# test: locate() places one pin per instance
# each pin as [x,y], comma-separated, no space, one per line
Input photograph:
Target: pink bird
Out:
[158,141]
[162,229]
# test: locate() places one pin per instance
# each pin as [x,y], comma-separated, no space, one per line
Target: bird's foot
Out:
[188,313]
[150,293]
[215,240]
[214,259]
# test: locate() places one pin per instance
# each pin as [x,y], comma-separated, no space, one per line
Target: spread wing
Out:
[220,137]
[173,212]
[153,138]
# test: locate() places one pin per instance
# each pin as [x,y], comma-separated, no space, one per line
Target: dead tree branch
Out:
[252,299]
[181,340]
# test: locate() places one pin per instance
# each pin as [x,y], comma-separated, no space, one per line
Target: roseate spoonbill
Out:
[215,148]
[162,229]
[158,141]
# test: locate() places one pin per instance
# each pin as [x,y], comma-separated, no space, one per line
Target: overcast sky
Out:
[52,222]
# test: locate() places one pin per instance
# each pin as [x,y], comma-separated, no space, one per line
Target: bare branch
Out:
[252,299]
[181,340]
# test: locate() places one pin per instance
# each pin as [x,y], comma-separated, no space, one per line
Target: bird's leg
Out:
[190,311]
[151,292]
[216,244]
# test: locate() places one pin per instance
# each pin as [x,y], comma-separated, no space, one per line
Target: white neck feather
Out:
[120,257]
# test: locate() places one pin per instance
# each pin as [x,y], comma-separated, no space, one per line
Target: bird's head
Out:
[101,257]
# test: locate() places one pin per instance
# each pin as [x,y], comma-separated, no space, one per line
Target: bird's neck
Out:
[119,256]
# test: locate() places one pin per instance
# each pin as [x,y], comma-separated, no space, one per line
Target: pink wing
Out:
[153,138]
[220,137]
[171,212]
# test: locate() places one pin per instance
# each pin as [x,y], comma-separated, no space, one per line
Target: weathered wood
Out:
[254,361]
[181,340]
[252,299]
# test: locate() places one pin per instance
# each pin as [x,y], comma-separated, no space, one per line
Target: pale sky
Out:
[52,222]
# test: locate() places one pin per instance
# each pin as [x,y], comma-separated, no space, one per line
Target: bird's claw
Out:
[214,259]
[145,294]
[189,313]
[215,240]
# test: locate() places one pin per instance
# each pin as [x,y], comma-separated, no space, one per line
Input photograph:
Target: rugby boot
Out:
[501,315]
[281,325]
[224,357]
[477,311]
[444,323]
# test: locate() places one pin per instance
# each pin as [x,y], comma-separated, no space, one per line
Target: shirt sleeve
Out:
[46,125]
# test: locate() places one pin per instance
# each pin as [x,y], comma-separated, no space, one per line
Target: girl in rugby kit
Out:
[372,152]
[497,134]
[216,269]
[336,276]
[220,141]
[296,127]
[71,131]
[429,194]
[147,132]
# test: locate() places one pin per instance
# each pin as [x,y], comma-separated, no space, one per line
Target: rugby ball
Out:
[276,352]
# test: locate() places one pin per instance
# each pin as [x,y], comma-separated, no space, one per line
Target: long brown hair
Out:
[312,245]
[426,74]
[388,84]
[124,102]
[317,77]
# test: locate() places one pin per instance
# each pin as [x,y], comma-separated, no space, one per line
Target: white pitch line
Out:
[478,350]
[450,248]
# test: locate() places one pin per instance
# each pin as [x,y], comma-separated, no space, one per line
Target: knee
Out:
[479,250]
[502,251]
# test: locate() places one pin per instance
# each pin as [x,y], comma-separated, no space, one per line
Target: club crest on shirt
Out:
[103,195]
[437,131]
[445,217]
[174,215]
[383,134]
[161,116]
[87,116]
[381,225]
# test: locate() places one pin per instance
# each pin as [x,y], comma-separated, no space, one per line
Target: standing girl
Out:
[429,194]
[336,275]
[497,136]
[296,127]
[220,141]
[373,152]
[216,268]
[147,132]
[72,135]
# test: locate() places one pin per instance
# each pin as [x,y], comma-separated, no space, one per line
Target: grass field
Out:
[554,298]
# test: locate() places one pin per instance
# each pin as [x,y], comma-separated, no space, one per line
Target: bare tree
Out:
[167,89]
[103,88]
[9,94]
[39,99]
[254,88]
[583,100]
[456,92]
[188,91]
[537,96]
────────
● To be done: Count the lines in the rows above that contain the string "bird". Reply with the number alone.

● The answer: 6